Extract

An early outbreak of diarrhoea has been a cause for serious concern. Usually this disease breaks out in late April almost every year but this time it has announced its ominous arrival from the early March and by the second week the caseloads are on a steep rise. So steep is the rise that more than 1,000 patients were admitted to the International Centre for Diarrhoeal Diseases and Research, Bangladesh (ICDDR,B) for the first time in 60 years on a single day, March 17 last. This is nightmarish for patients, members of their families and the staff at the hospital. Then it is not the ICDDR,B alone that is admitting and treating diarrhoea patients. Other hospitals in the capital including the country's largest of all, the Dhaka Medical College and Hospital are also dealing with such patients.

Exercise A
Explain why the passage on the diarrhea outbreak calls it a cause for serious concern.
Exercise B
According to the diarrhea passage, how many patients did ICDDR,B admit on March 17?

Stored data
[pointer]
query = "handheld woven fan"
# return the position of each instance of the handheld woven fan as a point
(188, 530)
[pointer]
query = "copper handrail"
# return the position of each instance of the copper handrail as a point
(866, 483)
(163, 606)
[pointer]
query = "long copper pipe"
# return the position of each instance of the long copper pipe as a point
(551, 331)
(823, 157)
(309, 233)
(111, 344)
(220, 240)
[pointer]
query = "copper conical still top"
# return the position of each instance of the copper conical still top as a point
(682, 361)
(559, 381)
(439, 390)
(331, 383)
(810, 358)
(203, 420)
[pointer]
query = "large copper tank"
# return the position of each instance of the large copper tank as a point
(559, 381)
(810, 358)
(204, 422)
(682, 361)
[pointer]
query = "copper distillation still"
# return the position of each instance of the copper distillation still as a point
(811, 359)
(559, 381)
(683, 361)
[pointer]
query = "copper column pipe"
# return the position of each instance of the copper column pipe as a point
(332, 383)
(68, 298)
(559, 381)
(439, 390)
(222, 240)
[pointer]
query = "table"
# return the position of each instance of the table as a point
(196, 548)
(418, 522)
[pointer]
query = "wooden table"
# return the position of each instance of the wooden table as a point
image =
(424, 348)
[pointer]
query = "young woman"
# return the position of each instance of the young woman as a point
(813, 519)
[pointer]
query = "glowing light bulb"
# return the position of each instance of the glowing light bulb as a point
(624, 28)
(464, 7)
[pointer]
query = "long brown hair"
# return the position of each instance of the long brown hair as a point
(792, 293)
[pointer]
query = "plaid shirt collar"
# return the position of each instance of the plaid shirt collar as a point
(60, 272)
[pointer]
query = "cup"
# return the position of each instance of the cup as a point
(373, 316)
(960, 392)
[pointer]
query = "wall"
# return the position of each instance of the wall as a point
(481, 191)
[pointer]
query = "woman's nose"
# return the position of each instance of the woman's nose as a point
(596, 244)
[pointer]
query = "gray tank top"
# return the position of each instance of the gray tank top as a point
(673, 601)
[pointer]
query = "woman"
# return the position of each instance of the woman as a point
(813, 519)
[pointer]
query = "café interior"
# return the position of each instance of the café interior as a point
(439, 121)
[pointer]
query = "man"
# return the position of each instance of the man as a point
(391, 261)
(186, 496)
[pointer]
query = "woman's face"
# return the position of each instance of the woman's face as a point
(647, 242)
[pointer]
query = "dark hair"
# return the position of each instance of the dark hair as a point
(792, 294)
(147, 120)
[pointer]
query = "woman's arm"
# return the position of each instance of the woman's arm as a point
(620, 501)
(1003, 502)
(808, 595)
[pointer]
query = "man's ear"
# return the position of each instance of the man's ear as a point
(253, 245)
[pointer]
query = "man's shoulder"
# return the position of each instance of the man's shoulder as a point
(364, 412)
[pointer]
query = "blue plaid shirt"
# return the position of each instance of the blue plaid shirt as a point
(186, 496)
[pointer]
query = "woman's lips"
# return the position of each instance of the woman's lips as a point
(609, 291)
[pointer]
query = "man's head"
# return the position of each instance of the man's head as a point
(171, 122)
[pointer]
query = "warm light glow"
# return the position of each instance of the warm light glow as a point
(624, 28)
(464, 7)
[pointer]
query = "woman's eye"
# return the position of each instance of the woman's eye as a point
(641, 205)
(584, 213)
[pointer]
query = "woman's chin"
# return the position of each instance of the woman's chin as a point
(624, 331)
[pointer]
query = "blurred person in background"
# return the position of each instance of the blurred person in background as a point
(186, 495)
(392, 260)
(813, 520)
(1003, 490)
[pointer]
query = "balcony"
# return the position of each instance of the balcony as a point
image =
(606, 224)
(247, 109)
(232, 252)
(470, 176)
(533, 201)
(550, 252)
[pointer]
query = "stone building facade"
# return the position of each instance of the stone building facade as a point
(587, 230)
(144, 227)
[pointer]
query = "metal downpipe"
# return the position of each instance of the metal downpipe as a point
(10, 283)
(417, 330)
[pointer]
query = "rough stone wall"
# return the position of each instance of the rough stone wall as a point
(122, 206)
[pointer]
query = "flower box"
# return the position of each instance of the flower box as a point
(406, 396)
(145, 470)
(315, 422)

Problem solution A
The disease usually breaks out in late April, but this time it arrived in early March. By the second week of March, the caseloads were rising steeply.

Problem solution B
It admitted more than 1,000 patients, the first time in 60 years it had done so in a single day.